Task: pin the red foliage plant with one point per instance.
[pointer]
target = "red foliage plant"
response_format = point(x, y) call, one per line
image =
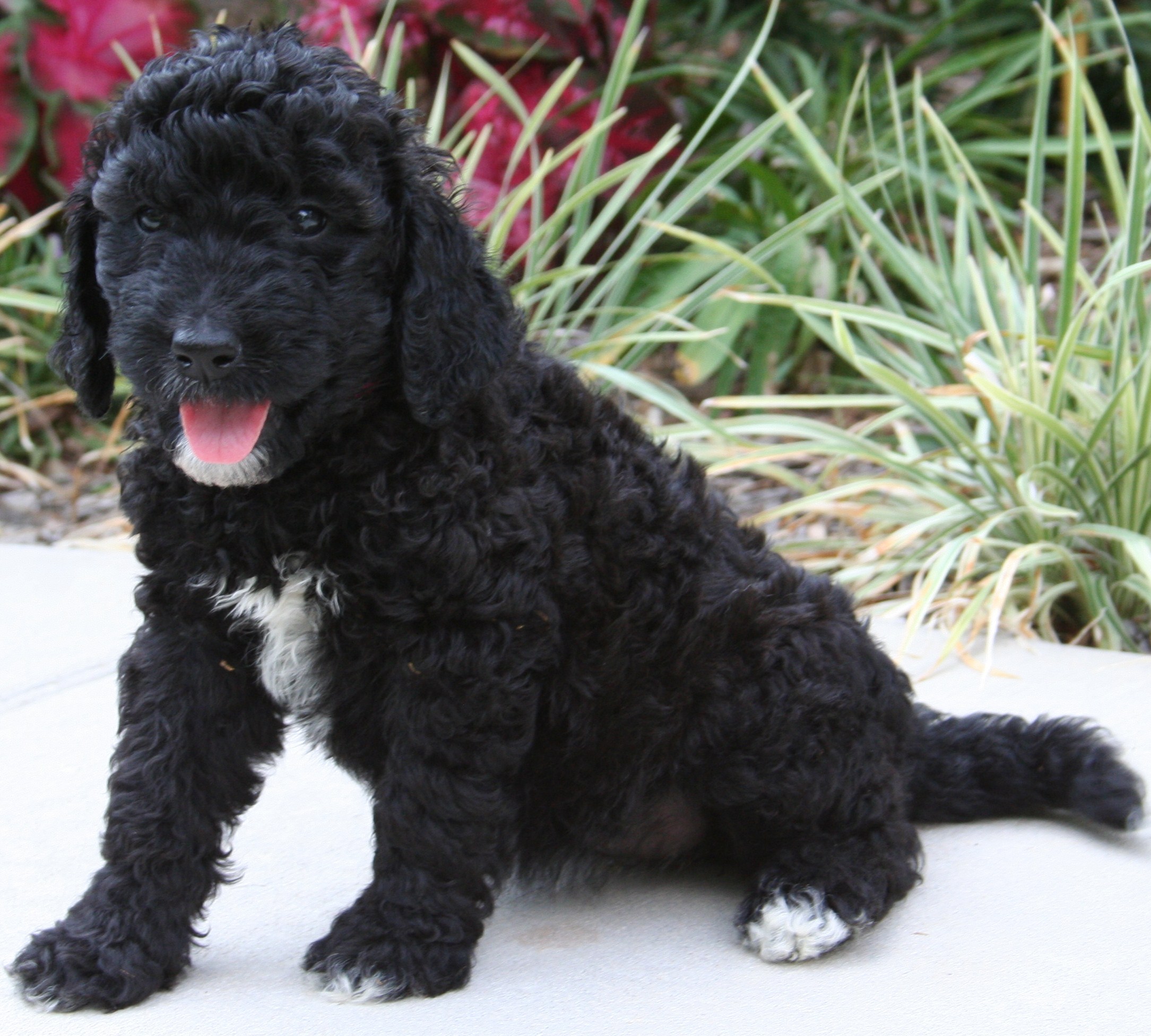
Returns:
point(73, 69)
point(503, 30)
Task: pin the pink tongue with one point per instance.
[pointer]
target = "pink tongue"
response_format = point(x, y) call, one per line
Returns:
point(223, 433)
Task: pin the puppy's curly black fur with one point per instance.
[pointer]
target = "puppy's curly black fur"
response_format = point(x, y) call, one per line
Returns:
point(530, 632)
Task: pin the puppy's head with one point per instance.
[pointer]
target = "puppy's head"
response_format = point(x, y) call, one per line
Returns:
point(261, 238)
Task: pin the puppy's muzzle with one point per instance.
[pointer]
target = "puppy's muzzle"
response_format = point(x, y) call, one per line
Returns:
point(205, 354)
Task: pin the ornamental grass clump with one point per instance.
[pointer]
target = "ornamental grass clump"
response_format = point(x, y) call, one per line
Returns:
point(1004, 479)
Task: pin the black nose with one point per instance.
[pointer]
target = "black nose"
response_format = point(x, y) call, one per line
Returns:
point(206, 354)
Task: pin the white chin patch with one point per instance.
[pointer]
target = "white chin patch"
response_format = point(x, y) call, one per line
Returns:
point(797, 926)
point(251, 471)
point(352, 987)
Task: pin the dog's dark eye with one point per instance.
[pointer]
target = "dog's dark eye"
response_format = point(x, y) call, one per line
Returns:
point(309, 221)
point(150, 220)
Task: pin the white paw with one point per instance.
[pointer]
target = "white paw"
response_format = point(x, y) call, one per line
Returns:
point(797, 926)
point(352, 987)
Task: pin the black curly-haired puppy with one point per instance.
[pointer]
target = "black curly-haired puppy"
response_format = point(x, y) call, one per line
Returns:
point(369, 504)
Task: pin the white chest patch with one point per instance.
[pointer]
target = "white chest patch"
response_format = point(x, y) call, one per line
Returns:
point(289, 620)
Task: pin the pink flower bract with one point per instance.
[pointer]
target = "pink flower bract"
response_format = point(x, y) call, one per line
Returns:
point(76, 56)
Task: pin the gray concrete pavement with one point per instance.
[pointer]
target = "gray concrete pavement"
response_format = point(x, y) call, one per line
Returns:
point(1020, 927)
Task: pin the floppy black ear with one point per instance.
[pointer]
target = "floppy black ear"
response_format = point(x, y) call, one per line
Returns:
point(81, 354)
point(457, 323)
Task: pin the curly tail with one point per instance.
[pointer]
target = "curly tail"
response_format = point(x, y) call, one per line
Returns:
point(982, 766)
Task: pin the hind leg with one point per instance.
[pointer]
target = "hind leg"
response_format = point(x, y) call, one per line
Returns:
point(808, 783)
point(818, 890)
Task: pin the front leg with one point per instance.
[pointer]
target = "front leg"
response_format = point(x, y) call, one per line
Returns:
point(445, 816)
point(194, 727)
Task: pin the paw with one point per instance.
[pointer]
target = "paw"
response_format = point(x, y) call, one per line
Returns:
point(359, 971)
point(797, 925)
point(71, 966)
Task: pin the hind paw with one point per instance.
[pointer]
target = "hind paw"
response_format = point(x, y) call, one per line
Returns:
point(795, 926)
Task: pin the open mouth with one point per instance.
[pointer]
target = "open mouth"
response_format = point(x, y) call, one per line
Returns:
point(222, 433)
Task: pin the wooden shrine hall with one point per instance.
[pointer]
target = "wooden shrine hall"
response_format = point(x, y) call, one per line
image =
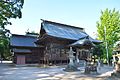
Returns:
point(52, 44)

------

■ Assignment: Once the pictures are set aside, repeat the remaining data word for word.

■ Written reply:
Task: pin the red foliage plant with one point per instance.
[pointer]
target = "red foliage plant"
response_format = point(x, y) call, one per line
image =
Returns:
point(73, 69)
point(503, 30)
Task: pin the pink tongue with one point per instance.
[pointer]
target = "pink tongue"
response_format = point(x, y) call, one per line
Returns:
point(223, 433)
Task: pin the puppy's curly black fur with one point per instance.
[pointer]
target = "puppy's curly black fur"
response_format = point(x, y) call, one per line
Returns:
point(530, 632)
Task: pin the puppy's head with one point per instance.
[pointer]
target = "puppy's head"
response_format = point(x, y) call, one per line
Returns:
point(261, 238)
Task: pin the puppy's muzzle with one point per instance.
[pointer]
target = "puppy's muzzle"
response_format = point(x, y) call, one per line
Returns:
point(205, 354)
Task: pin the ornamental grass clump with one point per instance.
[pointer]
target = "ornamental grass clump"
response_format = point(x, y) call, one per line
Returns:
point(1004, 479)
Task: pin the black nose with one point per instance.
[pointer]
target = "black nose"
response_format = point(x, y) call, one per line
Returns:
point(206, 354)
Task: pin the white chin patch with one point per instance.
[pointer]
target = "white chin patch"
response_format = point(x, y) call, one per line
Returns:
point(797, 926)
point(251, 471)
point(352, 987)
Task: pin the dog's dark eye with one point per instance.
[pointer]
target = "dog's dark eye"
response_format = point(x, y) call, one per line
Returns:
point(309, 221)
point(150, 220)
Task: pin the white paw with one point per instance.
[pointer]
target = "white paw"
response_format = point(x, y) call, one per line
Returns:
point(797, 926)
point(352, 987)
Task: pin the black curly-haired puppy with one point per instance.
[pointer]
target = "black curly-haired puppy"
response_format = point(x, y) call, one per line
Returns:
point(369, 504)
Task: pin the white chest patch with one point per instance.
[pointer]
target = "white chest patch"
response_format = point(x, y) call, one per line
Returns:
point(289, 620)
Task: pin the pink flower bract with one point per instance.
[pointer]
target = "pink flower bract"
response_format = point(x, y) call, one per line
Returns:
point(76, 56)
Task: pin the gray concrete pavement with one point per instance.
[pointer]
target = "gray concrete pavement"
response_format = point(x, y) call, one per line
Returns:
point(1020, 927)
Task: pin the floppy black ear with one point per instance.
[pointer]
target = "floppy black ear"
response_format = point(x, y) call, one per line
Returns:
point(81, 354)
point(457, 323)
Task: pin the curly tail with one point per instance.
[pointer]
target = "curly tail"
response_format = point(x, y) call, one per line
Returns:
point(982, 766)
Task: pin the hind leg with one point per instance.
[pointer]
target = "hind leg"
response_format = point(x, y) call, one per line
Returns:
point(808, 783)
point(818, 890)
Task: pin the front leg with one point per instance.
[pointer]
target = "front leg"
response_format = point(x, y) call, one per line
Returns:
point(445, 816)
point(194, 727)
Task: pin the paw with one point per instance.
[pointer]
target = "paw"
response_format = point(x, y) call, one per line
Returns:
point(359, 971)
point(797, 925)
point(71, 966)
Task: pin the hind paw with one point per instance.
[pointer]
target = "hind paw"
response_format = point(x, y) call, one per line
Returns:
point(795, 926)
Task: pin the open mouth with one point per instance.
[pointer]
target = "open mouth"
response_format = point(x, y) call, one per line
Returns:
point(222, 433)
Task: pin the wooden shrine hall with one point per instance.
[pointer]
target = "wooden shrine hall"
response_format = point(x, y) call, one per line
image =
Returns:
point(52, 44)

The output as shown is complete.